(Stored records)
* * * * * * * * *
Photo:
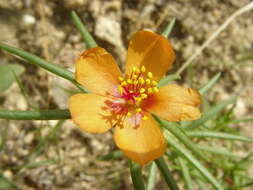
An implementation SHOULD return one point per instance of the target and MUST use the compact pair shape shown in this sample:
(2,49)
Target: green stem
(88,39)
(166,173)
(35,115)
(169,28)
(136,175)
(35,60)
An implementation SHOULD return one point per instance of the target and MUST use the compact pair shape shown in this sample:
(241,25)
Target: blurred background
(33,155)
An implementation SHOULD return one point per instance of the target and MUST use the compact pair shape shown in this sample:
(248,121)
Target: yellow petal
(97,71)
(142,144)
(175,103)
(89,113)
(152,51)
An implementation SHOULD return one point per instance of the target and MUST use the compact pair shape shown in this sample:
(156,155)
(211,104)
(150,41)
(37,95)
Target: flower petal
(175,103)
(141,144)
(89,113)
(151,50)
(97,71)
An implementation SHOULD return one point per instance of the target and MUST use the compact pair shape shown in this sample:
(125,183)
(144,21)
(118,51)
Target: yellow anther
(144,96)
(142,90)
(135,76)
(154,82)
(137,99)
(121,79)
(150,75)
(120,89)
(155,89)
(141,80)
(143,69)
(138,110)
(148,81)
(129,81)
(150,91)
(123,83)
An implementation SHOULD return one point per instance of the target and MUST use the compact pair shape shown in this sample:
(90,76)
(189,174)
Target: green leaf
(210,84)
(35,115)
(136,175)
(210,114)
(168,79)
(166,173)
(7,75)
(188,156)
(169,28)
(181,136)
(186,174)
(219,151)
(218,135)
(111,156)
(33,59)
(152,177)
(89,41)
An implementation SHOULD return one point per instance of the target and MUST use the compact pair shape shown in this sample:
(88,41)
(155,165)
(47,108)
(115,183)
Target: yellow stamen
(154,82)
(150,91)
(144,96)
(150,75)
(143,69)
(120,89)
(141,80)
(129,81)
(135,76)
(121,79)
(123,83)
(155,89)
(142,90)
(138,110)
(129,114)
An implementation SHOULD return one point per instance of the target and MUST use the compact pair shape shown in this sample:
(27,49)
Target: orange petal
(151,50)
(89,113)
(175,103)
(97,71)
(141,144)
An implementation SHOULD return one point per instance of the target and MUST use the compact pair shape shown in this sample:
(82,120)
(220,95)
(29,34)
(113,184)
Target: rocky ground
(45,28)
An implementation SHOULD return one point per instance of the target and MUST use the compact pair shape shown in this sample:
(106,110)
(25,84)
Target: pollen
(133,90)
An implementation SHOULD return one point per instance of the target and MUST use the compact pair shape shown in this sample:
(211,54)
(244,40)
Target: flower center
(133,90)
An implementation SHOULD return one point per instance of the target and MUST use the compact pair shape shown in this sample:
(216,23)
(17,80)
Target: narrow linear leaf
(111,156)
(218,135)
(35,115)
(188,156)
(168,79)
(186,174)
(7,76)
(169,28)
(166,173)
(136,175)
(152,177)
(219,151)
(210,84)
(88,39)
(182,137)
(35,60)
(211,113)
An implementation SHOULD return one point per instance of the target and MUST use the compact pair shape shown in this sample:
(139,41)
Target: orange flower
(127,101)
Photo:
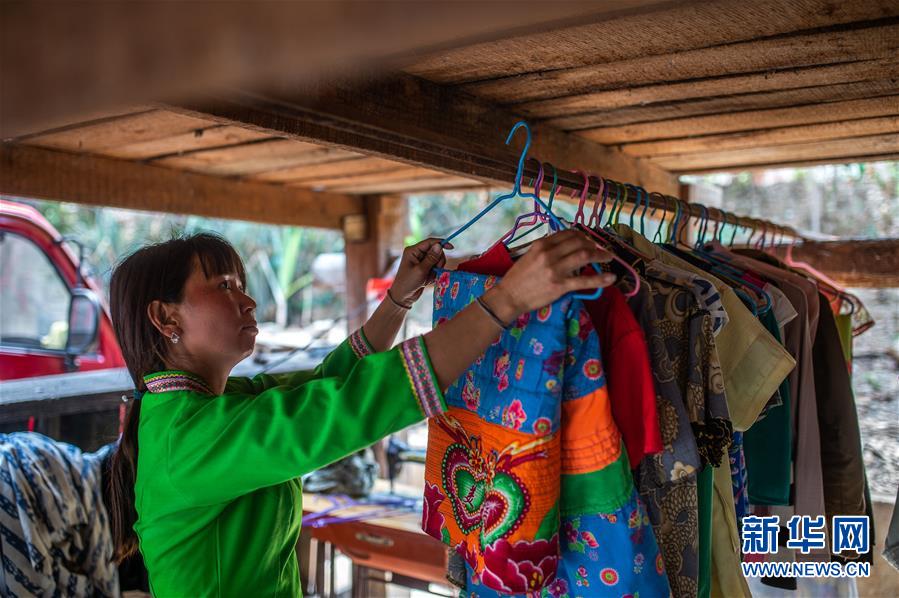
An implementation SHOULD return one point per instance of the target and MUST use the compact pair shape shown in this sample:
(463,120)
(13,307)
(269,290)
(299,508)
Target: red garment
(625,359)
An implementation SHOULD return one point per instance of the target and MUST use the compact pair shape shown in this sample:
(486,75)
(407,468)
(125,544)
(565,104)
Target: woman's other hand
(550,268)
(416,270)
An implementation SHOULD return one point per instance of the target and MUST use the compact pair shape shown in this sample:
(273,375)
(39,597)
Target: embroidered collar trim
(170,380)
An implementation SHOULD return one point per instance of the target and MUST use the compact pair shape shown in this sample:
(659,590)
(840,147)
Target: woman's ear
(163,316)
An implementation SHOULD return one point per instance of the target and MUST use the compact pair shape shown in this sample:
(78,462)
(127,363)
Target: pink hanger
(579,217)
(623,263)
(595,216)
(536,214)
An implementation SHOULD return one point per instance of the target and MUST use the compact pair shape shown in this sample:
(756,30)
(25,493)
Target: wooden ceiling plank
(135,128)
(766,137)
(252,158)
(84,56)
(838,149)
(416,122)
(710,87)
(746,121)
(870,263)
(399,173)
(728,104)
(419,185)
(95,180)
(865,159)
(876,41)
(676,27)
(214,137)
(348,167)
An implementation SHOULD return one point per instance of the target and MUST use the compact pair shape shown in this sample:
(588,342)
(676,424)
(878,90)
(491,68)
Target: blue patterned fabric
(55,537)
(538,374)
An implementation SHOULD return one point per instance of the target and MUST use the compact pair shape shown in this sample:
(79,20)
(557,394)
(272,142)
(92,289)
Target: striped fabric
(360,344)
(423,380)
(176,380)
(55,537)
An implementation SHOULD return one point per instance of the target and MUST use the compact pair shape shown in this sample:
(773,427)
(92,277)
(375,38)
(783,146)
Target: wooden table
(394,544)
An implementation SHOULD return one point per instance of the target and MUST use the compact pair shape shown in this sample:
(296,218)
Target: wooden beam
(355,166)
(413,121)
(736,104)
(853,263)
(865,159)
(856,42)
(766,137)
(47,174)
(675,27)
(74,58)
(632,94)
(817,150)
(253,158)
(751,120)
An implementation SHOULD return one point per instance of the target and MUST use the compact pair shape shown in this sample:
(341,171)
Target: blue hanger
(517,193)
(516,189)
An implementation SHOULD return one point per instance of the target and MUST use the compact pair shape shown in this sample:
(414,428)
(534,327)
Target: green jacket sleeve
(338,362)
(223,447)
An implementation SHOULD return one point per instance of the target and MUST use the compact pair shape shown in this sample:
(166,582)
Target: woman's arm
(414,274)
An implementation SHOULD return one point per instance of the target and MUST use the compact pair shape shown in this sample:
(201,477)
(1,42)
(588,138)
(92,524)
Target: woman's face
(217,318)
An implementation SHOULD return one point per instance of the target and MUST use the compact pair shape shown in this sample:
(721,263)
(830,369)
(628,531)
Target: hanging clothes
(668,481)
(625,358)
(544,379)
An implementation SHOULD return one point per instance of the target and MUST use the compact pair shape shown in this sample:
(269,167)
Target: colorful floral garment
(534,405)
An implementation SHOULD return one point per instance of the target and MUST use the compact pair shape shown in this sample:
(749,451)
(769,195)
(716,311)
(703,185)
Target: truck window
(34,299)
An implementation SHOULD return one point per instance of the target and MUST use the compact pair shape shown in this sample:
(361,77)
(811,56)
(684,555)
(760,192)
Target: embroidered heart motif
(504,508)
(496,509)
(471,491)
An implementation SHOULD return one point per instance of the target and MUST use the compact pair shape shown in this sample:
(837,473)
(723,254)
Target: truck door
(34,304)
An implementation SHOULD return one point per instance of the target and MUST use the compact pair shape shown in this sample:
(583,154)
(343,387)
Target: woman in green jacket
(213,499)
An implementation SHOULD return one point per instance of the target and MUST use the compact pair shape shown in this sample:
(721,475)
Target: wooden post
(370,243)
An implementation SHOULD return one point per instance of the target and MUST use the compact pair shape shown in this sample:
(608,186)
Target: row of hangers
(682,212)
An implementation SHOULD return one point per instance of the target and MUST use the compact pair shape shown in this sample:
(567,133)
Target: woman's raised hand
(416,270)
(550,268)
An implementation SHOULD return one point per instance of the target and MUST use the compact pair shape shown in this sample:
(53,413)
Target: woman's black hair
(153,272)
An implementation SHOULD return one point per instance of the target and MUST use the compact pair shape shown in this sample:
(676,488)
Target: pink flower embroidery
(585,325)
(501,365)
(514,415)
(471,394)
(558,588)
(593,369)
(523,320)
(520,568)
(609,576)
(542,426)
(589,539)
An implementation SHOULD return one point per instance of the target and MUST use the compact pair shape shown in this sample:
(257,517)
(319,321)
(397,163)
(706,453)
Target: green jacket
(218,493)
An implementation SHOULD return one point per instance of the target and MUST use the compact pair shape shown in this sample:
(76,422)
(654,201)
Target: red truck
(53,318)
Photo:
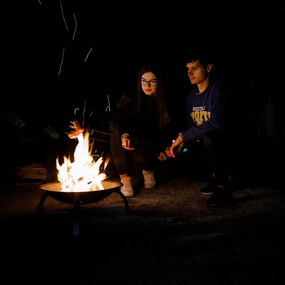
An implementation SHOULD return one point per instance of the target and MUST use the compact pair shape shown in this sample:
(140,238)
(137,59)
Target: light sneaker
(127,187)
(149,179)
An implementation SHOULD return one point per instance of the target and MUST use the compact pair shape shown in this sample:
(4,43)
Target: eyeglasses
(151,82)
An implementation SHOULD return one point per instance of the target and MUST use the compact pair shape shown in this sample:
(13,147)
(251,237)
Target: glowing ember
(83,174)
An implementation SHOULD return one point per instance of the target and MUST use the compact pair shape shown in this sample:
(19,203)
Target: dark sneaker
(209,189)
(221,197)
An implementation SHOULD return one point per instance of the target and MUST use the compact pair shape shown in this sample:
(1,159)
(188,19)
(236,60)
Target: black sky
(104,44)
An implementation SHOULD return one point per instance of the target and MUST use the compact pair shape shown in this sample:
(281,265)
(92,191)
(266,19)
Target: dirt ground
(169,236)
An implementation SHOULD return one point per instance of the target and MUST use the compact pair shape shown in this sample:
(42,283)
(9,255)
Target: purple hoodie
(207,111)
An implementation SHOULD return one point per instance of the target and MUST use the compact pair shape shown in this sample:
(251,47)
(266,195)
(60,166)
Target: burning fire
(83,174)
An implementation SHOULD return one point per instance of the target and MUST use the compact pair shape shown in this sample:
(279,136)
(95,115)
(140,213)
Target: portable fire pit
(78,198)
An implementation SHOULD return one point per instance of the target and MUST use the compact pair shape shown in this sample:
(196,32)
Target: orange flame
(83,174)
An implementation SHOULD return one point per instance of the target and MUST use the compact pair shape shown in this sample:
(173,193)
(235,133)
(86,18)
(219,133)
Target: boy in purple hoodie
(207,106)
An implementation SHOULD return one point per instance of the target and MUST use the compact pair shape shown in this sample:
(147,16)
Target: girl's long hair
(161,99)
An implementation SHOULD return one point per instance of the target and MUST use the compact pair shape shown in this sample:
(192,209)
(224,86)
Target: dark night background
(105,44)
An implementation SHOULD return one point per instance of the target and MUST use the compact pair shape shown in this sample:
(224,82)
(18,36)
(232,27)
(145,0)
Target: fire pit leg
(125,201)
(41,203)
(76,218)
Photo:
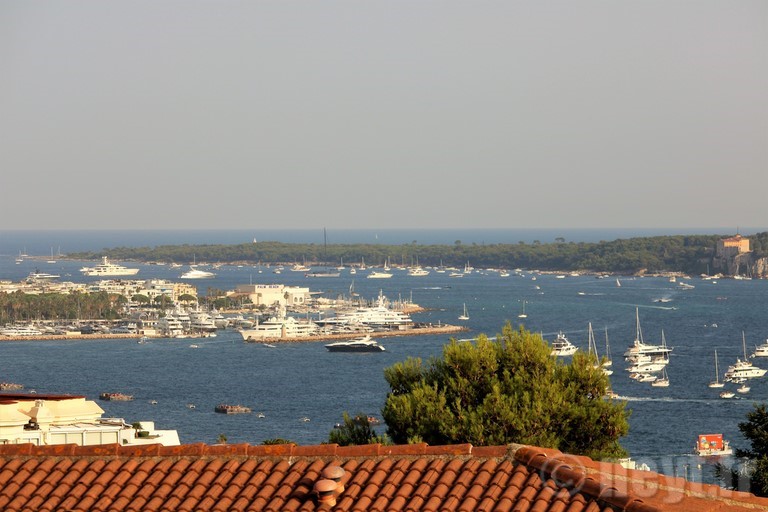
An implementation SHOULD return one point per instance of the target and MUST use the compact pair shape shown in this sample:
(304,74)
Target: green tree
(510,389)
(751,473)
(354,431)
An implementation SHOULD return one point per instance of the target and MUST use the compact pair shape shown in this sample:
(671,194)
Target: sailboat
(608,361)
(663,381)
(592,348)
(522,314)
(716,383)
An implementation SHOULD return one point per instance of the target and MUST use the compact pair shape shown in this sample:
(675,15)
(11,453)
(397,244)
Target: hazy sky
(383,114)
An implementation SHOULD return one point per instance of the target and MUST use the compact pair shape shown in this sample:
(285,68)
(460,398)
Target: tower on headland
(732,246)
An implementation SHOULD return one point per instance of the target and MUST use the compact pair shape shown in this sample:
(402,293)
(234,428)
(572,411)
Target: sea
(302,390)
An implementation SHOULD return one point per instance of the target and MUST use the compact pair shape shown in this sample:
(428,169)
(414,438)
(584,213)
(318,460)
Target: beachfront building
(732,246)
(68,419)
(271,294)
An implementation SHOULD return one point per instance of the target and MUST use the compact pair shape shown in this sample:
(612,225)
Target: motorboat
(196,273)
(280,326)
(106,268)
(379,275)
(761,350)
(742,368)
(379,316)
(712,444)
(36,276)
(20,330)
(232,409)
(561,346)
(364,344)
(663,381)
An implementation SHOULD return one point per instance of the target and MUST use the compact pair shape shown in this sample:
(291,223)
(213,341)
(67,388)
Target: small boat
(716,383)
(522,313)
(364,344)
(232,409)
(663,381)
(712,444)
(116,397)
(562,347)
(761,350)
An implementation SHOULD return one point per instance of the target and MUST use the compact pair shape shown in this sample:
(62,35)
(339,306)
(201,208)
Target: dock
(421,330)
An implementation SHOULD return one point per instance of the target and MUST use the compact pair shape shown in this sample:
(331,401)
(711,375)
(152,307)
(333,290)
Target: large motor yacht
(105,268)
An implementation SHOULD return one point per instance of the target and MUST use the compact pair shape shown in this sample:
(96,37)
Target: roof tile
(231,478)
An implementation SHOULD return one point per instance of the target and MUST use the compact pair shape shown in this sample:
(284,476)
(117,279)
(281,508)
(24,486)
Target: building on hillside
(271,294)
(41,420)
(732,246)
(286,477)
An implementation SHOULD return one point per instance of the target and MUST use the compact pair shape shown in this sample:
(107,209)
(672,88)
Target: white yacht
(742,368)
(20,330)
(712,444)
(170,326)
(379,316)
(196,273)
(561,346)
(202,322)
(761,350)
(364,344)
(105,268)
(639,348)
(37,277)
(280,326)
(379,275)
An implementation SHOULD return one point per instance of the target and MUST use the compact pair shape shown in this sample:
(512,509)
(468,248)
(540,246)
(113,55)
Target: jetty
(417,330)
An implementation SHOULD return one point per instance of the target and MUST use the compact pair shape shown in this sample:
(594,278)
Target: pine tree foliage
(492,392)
* * * * * * * * *
Extract each line of the records in which the word "background" appears.

Target: blurred background
Target: dark night background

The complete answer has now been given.